* _WORK TO DO_: From the passage on Republican politics below, list every decision House Republicans made when faced with passing the interim budget.
# start of EXTRACTED TEXT
Political reality reasserted itself when the Republicans, with their 44-vote majority in the House of Representatives, had to pull their rewrite of the ACA because they couldn’t scrape up enough Republicans to cobble together even a one-vote majority.
Political reality also reasserted itself when House Republicans, faced with the need to pass the interim budget, decided that they would continue to let Planned Parenthood be funded, they would not put in a request for any money for the wall, and they would not allocate money to pay for Trump’s increase in military spending.
This doesn’t mean Republicans won’t try to sneak some things in by other routes, nor that they won’t pass legislation aimed at satisfying the most reactionary parts of the Republican electorate.
But the Republican party is not the monolith the Democrats portray. Nor is Donald Trump the hard-talking, rough-and-tumble negotiator, able to stop people in their tracks with just a tweet. At least not when it comes to changing policies the bourgeoisie wants to keep. And up until now, an important part of the capitalist class is not ready to junk ACA, not at all ready to stop immigration, probably not even ready to build Trump’s much bigger wall, not ready to overturn abortion, at least not legally, etc.
Of course, this doesn’t mean that things won’t get worse under Trump. They will. The economic crisis isn’t going away—and that is what will determine the course ahead, just as it has determined the worsening of the situation of the working class ever since the end of the 1970s. The bourgeoisie isn’t going to stop pushing to wring every bit of wealth it can from the lifeblood of the working population, including by using its own state apparatus to do so. But it would have acted exactly the same under Clinton.
Finally, we have to remember that the issue is not Trump himself, and not the Republicans. Almost every country in the world has seen the development, sometimes the irruption, of reactionary, even violently reactionary tendencies that get a hearing among the population: political tendencies that spew similarly racist and sometimes worse propaganda. Once again, it’s a reflection of the fact that the world is a whole and that the same economic crisis, which has been striking here since the 1970s, is striking the rest of the world, leading, in the absence of a vigorous working class movement, and in the absence of a revolutionary current really implanted in the working class, to the growth of reactionary populism.
# end of EXTRACTED TEXT
# start of AVAILABLE DATA
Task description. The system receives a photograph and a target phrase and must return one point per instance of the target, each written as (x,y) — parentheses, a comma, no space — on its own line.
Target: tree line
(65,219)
# end of AVAILABLE DATA
* _EXERCISE ANSWER_:
- Continue to let Planned Parenthood be funded
- Not put in a request for any money for the wall
- Not allocate money to pay for Trump's increase in military spending